***** PAGE EXTRACT

A draft law on export control was reviewed at the Standing Committee of the National People’s Congress, the country’s top legislative body, on Monday.
In addition to including dual-use items which can be used for civilian and military purposes, military and nuclear items, the proposed law also covers other goods, technologies, services and items related to the fulfillment of international obligations and national security, to achieve full coverage of controlled items.
Commerce Minister Zhong Shan explained the draft law, submitted by the State Council earlier this month, at the bimonthly session in Beijing on Monday.
The minister said to strengthen and regulate export controls, many countries have attached great importance to the establishment and improvement of export control legal systems.
For instance, the United States has long had an export control regime that regulates trade globally in products which may contain US-origin technology and is subject to the Export Administration Regulations even beyond the US border.
China has formulated regulations for chemicals monitoring, nuclear export control, military export management, nuclear dual-use supplies and related technologies export control, missiles and related nuclear technology export control, and biological dual-use supplies and related equipment and technology export.
However, Zhong outlined that China’s six export control legislations are relatively decentralized, as the overall coordination mechanism of export control work is not perfect, the scope of controlled items and control measures are not completely equal and balanced in comparison with other countries.

**********

**EXERCISE REQUIREMENTS:**
1. Copy the article on China's export control law, starting at the words "A draft law" and stopping after "of controlled items.", and substitute "bill" for "draft law".
2. Proceed with the article on China's export control law, picking up after its last sentence.
The items that come next are separate material, not part of the article on China's export control law.

***** DATASET ENTRIES

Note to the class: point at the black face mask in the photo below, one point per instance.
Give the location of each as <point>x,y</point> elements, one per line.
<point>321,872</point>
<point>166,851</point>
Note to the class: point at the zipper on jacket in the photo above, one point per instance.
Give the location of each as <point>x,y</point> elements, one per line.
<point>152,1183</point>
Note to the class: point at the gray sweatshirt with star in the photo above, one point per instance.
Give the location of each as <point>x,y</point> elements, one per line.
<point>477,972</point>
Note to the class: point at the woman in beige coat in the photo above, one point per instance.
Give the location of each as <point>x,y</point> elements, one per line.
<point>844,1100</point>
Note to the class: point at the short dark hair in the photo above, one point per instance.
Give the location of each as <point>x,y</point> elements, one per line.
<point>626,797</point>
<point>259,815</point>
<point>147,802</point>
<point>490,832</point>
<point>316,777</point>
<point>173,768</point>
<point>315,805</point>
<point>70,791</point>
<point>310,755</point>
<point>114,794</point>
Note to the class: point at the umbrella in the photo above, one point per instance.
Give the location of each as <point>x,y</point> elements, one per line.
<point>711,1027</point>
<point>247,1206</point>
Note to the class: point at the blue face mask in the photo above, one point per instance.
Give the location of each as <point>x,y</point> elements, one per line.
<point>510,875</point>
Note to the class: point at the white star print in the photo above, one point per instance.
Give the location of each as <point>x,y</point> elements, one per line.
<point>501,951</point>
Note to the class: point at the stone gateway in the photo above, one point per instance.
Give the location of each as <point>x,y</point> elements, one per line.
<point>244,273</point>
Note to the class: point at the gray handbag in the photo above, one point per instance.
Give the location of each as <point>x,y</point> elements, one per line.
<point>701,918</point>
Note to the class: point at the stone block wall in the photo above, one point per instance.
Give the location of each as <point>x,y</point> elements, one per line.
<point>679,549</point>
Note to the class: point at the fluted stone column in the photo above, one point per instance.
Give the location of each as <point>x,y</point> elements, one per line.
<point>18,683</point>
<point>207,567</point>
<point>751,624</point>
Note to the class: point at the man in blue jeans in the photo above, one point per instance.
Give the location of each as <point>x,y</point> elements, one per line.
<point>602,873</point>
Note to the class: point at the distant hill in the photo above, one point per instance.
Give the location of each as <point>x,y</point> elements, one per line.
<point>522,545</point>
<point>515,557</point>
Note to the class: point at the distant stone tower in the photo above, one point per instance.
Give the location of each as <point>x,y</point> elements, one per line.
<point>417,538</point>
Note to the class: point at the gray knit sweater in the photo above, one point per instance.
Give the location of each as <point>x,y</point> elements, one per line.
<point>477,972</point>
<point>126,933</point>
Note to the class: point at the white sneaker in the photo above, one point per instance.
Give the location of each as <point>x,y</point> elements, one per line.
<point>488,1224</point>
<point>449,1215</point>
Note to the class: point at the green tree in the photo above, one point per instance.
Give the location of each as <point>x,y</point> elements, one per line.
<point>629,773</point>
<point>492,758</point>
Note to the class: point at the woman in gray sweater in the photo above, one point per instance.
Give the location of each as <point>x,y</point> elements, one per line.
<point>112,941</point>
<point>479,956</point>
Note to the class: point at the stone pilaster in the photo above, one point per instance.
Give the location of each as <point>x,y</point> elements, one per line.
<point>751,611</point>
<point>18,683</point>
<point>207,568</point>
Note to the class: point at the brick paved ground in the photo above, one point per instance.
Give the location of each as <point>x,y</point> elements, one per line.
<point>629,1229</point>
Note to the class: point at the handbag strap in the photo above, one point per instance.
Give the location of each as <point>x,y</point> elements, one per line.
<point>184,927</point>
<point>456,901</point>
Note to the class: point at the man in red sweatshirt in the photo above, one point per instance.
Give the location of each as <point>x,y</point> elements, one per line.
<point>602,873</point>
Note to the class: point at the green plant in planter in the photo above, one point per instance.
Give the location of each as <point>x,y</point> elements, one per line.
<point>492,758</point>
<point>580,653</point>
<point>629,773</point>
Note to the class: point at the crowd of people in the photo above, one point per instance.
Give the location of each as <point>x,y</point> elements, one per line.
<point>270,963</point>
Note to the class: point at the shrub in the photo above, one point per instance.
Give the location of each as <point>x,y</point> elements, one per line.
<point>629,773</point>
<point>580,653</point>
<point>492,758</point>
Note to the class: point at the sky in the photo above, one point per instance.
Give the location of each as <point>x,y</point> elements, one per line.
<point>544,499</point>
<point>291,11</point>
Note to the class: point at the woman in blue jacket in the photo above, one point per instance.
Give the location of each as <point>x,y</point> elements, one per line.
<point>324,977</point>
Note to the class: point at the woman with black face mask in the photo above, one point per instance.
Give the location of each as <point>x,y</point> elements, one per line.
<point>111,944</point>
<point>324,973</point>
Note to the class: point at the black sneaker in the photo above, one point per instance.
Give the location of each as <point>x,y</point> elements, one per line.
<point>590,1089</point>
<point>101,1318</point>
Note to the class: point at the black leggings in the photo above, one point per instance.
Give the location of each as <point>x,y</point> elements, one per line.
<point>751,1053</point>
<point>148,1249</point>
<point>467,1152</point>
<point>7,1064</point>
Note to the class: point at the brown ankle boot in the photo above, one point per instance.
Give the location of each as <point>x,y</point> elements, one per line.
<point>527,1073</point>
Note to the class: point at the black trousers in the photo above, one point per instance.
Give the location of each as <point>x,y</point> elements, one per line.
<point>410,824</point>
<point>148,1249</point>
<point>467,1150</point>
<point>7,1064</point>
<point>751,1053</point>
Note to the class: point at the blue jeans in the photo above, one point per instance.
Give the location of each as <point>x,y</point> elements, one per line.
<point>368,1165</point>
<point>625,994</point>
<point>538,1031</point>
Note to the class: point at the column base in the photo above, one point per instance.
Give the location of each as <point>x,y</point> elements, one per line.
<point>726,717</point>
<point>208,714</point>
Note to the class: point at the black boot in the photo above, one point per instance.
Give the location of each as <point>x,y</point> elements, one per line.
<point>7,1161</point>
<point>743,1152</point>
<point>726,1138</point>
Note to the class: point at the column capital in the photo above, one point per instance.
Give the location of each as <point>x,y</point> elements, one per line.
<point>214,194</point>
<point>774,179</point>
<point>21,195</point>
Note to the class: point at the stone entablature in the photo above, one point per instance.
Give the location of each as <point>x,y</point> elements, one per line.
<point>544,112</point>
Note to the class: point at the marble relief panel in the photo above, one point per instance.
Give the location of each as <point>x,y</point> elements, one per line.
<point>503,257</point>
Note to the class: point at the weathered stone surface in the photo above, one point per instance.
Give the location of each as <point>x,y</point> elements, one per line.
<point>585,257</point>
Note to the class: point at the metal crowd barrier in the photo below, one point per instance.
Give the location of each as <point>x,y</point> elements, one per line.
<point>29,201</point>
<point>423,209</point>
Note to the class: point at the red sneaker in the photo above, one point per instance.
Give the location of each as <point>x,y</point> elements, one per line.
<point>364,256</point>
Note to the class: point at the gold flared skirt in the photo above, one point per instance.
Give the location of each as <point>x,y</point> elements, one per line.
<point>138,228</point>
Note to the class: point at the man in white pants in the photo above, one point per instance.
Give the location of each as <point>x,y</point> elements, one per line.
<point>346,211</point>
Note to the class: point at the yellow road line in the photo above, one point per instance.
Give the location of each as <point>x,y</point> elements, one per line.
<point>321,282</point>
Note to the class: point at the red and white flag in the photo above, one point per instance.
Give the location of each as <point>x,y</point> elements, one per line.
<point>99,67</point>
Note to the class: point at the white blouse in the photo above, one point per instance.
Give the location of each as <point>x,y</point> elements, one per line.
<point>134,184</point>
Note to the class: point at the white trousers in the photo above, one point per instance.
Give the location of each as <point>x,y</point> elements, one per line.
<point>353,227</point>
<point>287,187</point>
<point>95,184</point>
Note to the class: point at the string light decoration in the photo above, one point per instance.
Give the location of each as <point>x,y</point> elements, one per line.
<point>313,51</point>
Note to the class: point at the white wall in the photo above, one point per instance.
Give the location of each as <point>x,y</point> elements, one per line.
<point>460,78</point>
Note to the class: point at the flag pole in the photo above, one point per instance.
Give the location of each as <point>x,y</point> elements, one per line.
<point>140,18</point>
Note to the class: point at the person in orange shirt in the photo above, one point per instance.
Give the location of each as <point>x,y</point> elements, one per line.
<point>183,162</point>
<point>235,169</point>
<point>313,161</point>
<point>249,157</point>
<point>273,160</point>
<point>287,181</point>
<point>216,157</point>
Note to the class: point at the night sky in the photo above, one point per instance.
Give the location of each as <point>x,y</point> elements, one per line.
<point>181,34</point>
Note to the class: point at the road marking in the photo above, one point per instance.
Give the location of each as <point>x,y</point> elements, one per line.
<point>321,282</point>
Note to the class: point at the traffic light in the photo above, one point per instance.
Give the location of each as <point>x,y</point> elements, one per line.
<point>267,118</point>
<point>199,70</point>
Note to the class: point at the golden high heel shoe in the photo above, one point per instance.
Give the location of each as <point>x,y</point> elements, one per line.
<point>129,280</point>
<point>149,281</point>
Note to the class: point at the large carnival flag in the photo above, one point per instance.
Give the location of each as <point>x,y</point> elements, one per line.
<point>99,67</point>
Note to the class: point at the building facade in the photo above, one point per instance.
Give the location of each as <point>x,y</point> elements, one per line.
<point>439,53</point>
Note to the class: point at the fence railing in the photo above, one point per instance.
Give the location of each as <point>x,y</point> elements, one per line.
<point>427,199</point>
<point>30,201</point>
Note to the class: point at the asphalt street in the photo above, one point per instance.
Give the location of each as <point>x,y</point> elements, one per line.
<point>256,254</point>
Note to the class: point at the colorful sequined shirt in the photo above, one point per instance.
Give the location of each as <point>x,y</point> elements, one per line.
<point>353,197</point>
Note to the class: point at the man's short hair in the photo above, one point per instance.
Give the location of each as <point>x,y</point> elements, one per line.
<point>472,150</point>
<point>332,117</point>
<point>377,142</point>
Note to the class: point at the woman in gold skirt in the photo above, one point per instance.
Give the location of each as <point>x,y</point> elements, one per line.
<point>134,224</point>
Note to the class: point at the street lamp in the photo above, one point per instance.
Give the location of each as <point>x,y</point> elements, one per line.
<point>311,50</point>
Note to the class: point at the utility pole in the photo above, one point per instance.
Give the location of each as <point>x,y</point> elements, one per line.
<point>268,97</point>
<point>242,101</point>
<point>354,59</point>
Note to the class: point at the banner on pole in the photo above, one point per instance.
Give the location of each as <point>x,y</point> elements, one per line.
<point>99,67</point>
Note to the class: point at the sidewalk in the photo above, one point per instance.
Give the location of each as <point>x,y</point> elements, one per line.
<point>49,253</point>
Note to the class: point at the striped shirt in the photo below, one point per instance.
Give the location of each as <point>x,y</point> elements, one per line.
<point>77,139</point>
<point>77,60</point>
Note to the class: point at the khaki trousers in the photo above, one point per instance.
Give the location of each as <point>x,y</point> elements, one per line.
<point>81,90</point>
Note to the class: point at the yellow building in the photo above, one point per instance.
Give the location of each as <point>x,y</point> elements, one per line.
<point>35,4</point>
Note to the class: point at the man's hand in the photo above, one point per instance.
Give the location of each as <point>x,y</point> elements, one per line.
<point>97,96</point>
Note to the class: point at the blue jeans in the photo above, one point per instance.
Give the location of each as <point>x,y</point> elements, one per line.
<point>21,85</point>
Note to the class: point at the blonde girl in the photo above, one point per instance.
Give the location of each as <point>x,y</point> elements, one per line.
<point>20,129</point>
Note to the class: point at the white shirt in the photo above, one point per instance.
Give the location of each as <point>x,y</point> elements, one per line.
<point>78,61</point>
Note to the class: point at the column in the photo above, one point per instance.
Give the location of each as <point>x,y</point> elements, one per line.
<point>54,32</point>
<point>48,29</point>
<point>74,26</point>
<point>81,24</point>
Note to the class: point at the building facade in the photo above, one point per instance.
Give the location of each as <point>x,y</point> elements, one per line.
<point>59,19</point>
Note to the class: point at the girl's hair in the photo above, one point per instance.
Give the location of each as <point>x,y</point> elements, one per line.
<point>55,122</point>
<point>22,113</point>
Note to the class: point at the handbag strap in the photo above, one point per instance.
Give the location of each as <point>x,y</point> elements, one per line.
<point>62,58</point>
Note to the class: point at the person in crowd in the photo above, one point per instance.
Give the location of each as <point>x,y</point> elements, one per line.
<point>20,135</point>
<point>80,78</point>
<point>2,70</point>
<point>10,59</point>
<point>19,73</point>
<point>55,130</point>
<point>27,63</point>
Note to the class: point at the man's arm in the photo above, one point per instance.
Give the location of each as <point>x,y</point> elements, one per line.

**********

**RESPONSES PER TASK:**
1.
A bill on export control was reviewed at the Standing Committee of the National People’s Congress, the country’s top legislative body, on Monday.
In addition to including dual-use items which can be used for civilian and military purposes, military and nuclear items, the proposed law also covers other goods, technologies, services and items related to the fulfillment of international obligations and national security, to achieve full coverage of controlled items.

2.
As the situation has changed, it is necessary to sum up the implementation experience of the current regulations, and draw on internationally accepted practices, and formulate a law governing overall export control, he said.
If enacted, experts said the law will be the first set of comprehensive and unified export control legislation in China.
Ren Qing, a partner at Global Law Office, a Beijing-based law firm, said the draft is aimed at upgrading the nation’s existing regime consisting of various administrative regulations and rules, and to further interface with international standards.
To better prevent risks in other parts of the world, the draft stipulates that the government can evaluate a country or region where the items are exported, determine the risk level and take corresponding control measures, said Cai Kaiming, a senior partner at the Beijing office of Dentons, a global law firm.
It also stipulates that the authorities can formulate control lists in accordance with export control policies, and clarify the formulation and adjustment mechanisms of dual-use items, military products and nuclear export control lists, he said.